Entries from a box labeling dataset
** START **

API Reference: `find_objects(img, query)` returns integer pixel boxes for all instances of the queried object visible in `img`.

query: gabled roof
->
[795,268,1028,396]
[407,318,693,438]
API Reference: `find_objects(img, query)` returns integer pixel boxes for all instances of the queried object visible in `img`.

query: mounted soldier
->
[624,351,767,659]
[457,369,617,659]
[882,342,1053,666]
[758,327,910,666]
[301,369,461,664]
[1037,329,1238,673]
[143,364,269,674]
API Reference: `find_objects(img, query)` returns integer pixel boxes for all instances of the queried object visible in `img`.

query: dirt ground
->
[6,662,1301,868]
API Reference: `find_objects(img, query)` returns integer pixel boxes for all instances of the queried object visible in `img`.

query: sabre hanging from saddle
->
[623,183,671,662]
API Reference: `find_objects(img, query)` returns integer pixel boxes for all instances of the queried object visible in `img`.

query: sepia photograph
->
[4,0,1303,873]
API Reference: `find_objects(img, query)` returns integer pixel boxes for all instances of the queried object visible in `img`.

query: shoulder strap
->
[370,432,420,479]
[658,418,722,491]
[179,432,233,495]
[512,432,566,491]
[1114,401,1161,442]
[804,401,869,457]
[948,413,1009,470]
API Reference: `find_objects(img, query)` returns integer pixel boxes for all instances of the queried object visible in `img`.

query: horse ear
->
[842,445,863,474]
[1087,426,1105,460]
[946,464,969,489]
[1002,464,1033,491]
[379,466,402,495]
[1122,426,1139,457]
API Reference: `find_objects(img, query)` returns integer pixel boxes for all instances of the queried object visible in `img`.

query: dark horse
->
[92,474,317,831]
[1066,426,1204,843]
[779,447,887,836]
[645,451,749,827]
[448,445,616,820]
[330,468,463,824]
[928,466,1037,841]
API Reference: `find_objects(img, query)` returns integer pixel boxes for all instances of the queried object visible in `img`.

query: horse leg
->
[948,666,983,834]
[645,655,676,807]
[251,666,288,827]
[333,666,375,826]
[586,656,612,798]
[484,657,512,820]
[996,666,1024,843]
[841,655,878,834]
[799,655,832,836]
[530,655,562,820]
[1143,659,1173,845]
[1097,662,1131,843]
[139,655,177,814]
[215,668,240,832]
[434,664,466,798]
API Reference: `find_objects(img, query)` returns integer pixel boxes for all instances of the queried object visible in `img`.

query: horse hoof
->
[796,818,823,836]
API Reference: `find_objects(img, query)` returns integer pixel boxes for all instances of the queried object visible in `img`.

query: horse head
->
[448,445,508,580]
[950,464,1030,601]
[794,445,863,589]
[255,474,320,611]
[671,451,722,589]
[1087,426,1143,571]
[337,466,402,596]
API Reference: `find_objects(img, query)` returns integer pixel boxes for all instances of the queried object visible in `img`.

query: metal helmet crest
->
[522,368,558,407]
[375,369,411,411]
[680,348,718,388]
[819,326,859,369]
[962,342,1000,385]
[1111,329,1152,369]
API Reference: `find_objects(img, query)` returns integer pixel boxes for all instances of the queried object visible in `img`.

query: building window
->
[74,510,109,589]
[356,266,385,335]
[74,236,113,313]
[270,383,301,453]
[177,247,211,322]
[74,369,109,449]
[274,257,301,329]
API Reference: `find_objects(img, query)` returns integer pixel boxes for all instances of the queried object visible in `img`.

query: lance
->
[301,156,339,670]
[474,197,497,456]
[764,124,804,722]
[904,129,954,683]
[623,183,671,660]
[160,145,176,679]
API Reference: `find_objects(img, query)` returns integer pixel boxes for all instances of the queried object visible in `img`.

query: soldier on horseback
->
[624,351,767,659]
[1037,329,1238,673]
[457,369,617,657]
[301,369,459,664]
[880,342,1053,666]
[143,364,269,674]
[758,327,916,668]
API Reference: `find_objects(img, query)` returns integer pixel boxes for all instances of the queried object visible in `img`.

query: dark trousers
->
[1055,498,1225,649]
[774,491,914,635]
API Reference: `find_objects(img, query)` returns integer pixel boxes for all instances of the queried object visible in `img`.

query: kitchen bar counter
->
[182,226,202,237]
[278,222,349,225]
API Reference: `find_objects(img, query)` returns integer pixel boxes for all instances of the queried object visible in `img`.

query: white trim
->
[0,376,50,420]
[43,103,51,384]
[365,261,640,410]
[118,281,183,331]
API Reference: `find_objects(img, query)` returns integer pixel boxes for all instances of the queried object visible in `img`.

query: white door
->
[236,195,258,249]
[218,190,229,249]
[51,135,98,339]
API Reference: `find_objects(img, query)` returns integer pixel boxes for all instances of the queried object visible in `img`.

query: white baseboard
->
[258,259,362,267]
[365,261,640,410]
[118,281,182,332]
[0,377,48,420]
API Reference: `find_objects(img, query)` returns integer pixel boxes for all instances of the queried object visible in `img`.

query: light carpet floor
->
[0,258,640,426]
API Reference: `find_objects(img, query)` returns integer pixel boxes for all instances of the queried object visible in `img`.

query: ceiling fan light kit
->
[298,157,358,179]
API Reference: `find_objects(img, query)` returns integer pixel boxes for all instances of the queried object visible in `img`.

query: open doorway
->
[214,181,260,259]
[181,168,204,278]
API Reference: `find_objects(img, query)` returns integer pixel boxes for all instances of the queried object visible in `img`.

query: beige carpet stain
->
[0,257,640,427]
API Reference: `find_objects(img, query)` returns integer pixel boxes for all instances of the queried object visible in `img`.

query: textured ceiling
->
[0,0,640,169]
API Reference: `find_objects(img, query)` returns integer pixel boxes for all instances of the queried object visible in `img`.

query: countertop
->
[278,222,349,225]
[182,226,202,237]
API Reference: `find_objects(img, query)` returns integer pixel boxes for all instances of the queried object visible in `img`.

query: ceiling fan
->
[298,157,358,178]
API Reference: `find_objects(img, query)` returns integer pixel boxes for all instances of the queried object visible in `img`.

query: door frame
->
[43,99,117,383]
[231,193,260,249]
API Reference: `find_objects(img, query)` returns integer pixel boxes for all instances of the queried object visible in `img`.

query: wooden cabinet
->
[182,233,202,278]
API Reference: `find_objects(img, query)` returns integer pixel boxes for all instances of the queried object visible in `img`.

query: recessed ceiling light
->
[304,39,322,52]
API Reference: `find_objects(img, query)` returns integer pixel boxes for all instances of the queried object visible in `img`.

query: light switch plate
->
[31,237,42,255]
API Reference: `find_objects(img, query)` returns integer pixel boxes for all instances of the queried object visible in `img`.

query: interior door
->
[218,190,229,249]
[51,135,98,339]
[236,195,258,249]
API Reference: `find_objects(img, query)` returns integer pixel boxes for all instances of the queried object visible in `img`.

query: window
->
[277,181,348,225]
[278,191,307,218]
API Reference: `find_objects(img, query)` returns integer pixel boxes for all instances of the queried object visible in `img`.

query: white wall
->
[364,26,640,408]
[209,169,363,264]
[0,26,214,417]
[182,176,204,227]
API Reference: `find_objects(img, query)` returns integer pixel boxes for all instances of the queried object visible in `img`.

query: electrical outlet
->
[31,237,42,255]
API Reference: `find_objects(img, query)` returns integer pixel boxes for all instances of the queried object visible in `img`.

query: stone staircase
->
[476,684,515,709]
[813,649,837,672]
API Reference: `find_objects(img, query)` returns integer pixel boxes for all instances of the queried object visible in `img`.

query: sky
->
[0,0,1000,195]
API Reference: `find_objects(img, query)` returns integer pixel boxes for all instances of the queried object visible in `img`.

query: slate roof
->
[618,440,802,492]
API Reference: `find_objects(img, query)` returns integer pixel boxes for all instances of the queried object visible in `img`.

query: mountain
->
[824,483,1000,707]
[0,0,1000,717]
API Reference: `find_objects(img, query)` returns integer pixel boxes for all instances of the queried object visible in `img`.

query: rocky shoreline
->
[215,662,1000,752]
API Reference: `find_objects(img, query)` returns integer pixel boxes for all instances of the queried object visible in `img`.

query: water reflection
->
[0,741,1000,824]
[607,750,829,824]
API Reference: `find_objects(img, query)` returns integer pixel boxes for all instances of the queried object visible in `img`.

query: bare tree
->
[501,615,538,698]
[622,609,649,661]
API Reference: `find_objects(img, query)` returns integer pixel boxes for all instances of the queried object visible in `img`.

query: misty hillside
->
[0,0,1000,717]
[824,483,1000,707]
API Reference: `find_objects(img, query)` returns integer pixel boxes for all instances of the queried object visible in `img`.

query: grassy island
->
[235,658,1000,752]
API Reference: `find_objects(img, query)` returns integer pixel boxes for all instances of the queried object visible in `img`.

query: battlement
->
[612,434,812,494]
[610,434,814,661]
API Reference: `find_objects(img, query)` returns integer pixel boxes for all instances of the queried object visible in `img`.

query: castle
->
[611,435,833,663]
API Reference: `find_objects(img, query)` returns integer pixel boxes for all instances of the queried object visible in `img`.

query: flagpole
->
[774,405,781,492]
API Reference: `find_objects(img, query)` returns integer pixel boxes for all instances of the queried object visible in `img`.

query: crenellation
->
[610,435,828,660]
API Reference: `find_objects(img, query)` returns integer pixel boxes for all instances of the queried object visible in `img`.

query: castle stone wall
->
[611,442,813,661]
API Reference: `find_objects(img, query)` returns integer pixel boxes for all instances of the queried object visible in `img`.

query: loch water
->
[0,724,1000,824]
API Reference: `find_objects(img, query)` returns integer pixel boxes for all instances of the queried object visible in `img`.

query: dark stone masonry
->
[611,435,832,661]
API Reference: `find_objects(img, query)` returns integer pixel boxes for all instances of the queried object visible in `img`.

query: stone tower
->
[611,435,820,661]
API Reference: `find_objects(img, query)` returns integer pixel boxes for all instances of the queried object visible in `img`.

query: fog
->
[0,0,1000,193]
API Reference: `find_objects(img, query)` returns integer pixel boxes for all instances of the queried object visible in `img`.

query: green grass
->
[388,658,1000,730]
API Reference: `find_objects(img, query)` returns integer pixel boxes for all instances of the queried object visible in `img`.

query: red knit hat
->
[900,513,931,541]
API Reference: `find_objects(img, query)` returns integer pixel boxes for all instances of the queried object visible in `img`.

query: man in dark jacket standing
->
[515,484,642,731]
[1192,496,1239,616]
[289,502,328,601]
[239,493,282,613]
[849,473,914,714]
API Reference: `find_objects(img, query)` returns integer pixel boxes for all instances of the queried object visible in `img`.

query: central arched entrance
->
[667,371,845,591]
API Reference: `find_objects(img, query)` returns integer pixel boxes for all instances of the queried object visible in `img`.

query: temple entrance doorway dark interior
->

** END **

Problem requirements: Copy out the entries above word for word, starting at the first line and ending with the line containing "[1122,426,1139,457]". Include both of those lines.

Answer below:
API Reference: `find_objects(img, query)` returns integer pixel boxes for all instances of the queried object visible in `img`.

query: gabled roof
->
[795,268,1028,396]
[407,318,693,438]
API Reference: `find_objects(img, query)` returns integer pixel boxes for all instances of the queried object visible in `img`.

query: mounted soldier
->
[624,351,767,659]
[457,369,617,659]
[882,342,1053,666]
[758,327,910,666]
[301,369,461,664]
[1037,329,1238,673]
[143,364,269,674]
API Reference: `find_objects(img, query)` returns integer pixel boxes for all instances of the queried object visible in `img`.

query: dirt ground
->
[6,662,1301,868]
API Reference: `find_objects(img, query)` returns integer pixel boxes for all instances of the queried object visible in `img`.

query: sabre hanging from saddle
->
[623,183,671,662]
API Reference: `find_objects(img, query)` returns integer pixel boxes for all instances of the queried object visible in `img`.

query: sepia photograph
->
[4,0,1303,873]
API Reference: `find_objects(img, query)` returns integer pixel boxes for all instances of the queried object visible in `img`.

query: shoulder strap
->
[370,432,420,479]
[658,418,722,491]
[179,432,233,495]
[512,432,566,491]
[1114,401,1161,442]
[804,401,869,457]
[948,413,1009,470]
API Reference: `find_objects(img, query)` returns integer pixel boxes for all instances of the queried object visible in `img`.

query: horse ear
->
[842,445,863,474]
[1087,426,1105,460]
[946,464,969,489]
[1002,464,1033,491]
[379,466,402,495]
[1122,426,1139,457]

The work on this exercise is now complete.